(Referring expression pointing data)
· · · · · · ·

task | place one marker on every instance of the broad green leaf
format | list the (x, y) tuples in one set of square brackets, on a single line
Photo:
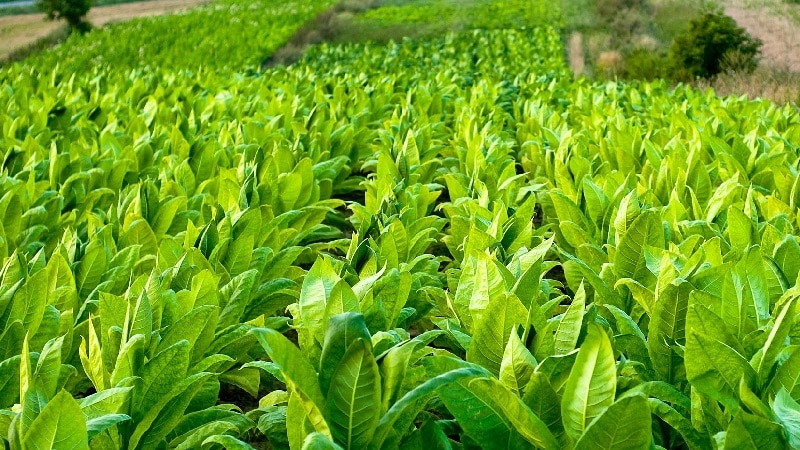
[(776, 341), (667, 330), (342, 331), (591, 384), (227, 442), (317, 286), (159, 376), (492, 331), (787, 411), (395, 363), (543, 401), (625, 425), (403, 412), (60, 425), (298, 373), (318, 441), (523, 420), (747, 431), (713, 364), (354, 398), (99, 424), (517, 366), (629, 261), (569, 327)]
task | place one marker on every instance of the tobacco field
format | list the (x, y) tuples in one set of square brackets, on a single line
[(438, 243)]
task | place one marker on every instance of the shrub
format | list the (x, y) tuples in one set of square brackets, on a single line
[(712, 39), (73, 11)]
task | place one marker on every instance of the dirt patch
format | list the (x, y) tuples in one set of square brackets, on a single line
[(780, 34), (20, 31)]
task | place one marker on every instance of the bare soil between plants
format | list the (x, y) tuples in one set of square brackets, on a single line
[(17, 32)]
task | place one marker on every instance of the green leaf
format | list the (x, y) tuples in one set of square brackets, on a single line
[(403, 413), (569, 327), (99, 424), (747, 431), (787, 411), (298, 372), (629, 260), (787, 375), (524, 421), (591, 384), (159, 420), (518, 364), (668, 330), (492, 331), (227, 442), (342, 331), (543, 401), (159, 376), (625, 425), (395, 364), (60, 425), (694, 439), (318, 441), (354, 399), (317, 286)]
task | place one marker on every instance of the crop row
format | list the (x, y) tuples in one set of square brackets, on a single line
[(226, 34), (446, 242)]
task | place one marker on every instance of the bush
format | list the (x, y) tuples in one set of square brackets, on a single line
[(73, 11), (712, 39)]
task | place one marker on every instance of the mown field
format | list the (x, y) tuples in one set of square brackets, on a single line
[(445, 242)]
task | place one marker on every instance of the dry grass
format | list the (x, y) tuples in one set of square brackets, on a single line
[(32, 30), (780, 85), (779, 33)]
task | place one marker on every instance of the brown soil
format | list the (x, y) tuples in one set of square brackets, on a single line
[(575, 53), (778, 30), (23, 30)]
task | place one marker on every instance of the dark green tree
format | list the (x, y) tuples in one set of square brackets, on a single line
[(72, 11), (712, 40)]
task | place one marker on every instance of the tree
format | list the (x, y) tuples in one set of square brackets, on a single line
[(713, 40), (73, 11)]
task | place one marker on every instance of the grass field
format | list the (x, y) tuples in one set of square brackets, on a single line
[(443, 240)]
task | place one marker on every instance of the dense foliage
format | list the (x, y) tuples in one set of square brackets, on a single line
[(713, 42), (440, 243), (226, 34)]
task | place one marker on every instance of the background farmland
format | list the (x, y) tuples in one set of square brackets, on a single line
[(441, 240)]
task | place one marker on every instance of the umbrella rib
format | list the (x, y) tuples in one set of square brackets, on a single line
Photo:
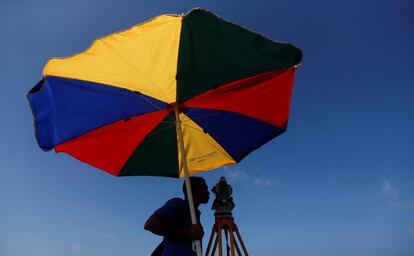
[(161, 130), (133, 67), (206, 133), (199, 117)]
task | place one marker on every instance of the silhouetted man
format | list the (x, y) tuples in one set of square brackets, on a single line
[(173, 221)]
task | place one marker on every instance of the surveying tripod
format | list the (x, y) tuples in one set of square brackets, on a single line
[(226, 224)]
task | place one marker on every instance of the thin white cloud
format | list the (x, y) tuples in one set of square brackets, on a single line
[(109, 235), (392, 196), (237, 174), (410, 230), (389, 191), (260, 182), (75, 247)]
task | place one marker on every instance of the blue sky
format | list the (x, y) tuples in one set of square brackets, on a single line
[(339, 182)]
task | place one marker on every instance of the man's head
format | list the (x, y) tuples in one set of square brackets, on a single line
[(201, 195)]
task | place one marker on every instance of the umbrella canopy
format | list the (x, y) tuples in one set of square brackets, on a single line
[(114, 106)]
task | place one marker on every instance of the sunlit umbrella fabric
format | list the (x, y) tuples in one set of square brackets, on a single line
[(111, 106)]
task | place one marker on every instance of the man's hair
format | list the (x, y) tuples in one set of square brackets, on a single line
[(195, 182)]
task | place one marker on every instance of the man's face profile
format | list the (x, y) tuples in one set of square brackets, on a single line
[(202, 194)]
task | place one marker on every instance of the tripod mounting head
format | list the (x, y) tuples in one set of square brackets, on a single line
[(223, 203)]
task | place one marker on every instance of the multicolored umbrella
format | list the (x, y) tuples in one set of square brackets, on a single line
[(125, 104), (112, 106)]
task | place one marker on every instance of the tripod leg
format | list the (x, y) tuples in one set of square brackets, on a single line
[(214, 247), (231, 240), (241, 240), (237, 248), (210, 240), (219, 241)]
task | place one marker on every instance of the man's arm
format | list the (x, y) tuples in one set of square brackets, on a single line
[(159, 226)]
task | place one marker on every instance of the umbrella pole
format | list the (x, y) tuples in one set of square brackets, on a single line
[(186, 176)]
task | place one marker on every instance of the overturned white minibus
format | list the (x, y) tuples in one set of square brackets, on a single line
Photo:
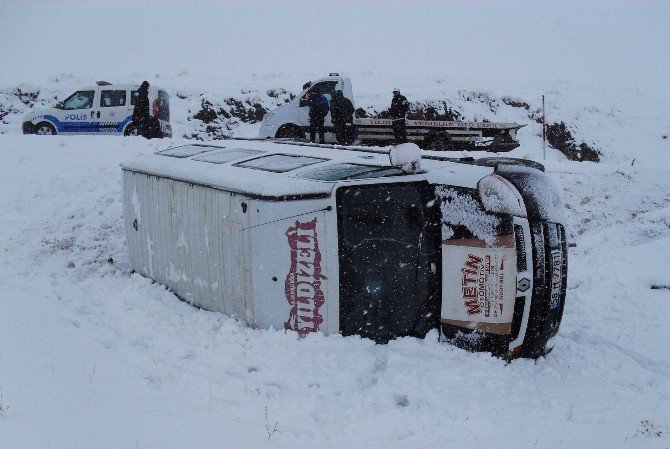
[(313, 238)]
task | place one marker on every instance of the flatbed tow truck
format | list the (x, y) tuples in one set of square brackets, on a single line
[(291, 121)]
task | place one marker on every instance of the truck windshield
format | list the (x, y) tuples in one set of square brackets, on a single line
[(385, 236)]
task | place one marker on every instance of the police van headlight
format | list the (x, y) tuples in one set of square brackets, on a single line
[(500, 196)]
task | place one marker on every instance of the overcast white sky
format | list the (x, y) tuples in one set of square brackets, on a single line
[(605, 44)]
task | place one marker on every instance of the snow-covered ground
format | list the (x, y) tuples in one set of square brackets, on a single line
[(93, 357)]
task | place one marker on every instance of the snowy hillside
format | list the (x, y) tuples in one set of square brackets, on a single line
[(92, 356)]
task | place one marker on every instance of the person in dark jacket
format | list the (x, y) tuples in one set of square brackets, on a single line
[(398, 111), (141, 117), (318, 109), (342, 116)]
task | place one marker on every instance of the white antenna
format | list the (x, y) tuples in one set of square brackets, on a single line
[(544, 132)]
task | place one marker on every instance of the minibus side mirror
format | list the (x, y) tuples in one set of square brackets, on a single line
[(406, 156)]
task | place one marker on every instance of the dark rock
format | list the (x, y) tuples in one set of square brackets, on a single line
[(559, 137)]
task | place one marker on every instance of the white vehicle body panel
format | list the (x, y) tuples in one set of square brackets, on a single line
[(263, 246)]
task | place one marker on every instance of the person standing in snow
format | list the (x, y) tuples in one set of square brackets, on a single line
[(141, 117), (398, 111), (318, 109), (342, 116)]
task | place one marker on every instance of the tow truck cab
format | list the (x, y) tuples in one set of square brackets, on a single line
[(290, 120), (340, 241)]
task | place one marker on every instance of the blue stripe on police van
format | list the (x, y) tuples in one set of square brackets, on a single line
[(89, 127)]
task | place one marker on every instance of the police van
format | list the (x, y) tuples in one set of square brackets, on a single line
[(354, 240), (100, 109)]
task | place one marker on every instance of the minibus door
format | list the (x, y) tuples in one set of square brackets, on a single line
[(386, 280)]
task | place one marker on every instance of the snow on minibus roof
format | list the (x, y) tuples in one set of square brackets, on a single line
[(280, 170)]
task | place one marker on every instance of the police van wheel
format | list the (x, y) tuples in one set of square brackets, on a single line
[(441, 142), (45, 129), (131, 131)]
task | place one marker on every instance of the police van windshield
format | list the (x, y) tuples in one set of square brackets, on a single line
[(82, 99)]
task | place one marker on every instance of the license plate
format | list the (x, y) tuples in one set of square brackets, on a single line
[(556, 279)]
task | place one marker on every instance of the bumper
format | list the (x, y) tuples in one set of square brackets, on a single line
[(542, 265)]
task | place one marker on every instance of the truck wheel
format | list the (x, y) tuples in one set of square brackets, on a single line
[(289, 132), (45, 129), (441, 142)]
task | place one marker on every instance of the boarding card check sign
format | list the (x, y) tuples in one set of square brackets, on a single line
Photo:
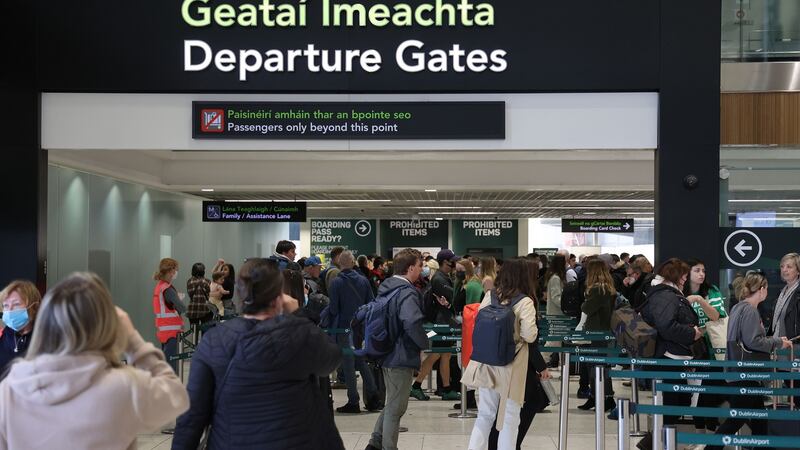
[(348, 120), (254, 211), (597, 226)]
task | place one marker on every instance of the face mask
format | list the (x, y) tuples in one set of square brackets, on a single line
[(16, 319)]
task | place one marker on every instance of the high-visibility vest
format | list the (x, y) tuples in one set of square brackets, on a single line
[(168, 321)]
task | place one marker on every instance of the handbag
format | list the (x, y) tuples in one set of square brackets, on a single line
[(717, 333), (204, 438)]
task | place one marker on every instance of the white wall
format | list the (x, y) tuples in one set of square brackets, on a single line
[(133, 227), (533, 121)]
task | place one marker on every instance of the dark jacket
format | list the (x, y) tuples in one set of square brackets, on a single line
[(668, 311), (442, 285), (404, 318), (598, 307), (12, 345), (271, 397), (348, 292)]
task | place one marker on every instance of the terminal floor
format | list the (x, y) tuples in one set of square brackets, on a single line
[(431, 429)]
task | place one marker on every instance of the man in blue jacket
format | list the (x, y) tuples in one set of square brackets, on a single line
[(404, 323), (349, 291)]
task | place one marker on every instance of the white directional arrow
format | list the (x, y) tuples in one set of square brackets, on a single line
[(740, 247)]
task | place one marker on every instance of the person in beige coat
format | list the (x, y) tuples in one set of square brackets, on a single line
[(72, 391), (501, 390)]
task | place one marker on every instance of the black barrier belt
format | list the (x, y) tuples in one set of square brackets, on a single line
[(692, 363), (726, 376), (689, 389), (180, 356), (739, 441), (758, 414)]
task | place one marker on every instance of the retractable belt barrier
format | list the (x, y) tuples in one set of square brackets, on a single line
[(725, 376), (749, 441)]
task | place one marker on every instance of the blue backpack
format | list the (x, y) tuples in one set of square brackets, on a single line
[(493, 335), (369, 329)]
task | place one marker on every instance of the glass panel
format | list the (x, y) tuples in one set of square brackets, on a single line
[(760, 30)]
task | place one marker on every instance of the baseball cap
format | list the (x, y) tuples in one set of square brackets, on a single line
[(446, 255), (313, 261)]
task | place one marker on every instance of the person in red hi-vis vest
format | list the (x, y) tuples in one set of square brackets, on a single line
[(168, 307)]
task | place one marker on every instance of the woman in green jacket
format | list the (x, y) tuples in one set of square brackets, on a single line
[(600, 296)]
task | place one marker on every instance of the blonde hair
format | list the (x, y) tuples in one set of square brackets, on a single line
[(793, 257), (750, 284), (165, 266), (77, 316), (598, 276), (28, 292), (489, 268), (469, 269)]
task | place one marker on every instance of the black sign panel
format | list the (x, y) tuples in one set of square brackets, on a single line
[(254, 211), (757, 248), (347, 46), (597, 225), (387, 120)]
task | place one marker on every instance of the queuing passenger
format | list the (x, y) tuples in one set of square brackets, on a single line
[(333, 269), (600, 297), (468, 282), (348, 292), (71, 390), (378, 272), (501, 389), (748, 341), (785, 318), (442, 289), (673, 317), (640, 277), (709, 306), (217, 291), (488, 273), (404, 321), (229, 284), (21, 301), (198, 288), (625, 257), (168, 306), (255, 379), (535, 398), (556, 279), (285, 253)]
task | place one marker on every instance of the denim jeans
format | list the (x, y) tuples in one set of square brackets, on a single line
[(350, 363), (387, 428)]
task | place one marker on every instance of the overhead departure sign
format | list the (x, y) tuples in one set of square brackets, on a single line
[(387, 120), (254, 211), (358, 236), (597, 226)]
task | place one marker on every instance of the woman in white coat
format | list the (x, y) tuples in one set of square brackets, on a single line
[(501, 389)]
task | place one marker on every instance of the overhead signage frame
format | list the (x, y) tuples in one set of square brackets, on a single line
[(348, 120)]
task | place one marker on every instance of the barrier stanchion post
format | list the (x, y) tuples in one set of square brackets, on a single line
[(658, 419), (671, 438), (563, 421), (463, 414), (637, 424), (623, 429), (599, 410)]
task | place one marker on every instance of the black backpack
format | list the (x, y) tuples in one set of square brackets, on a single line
[(572, 298)]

· · · · · · ·

# [Action item]
Go through the entries and report every line with the string "vest".

# [Answer]
task | place one marker on every instance of the high-visibility vest
task | place one marker on every instance of the person in red hi-vis vest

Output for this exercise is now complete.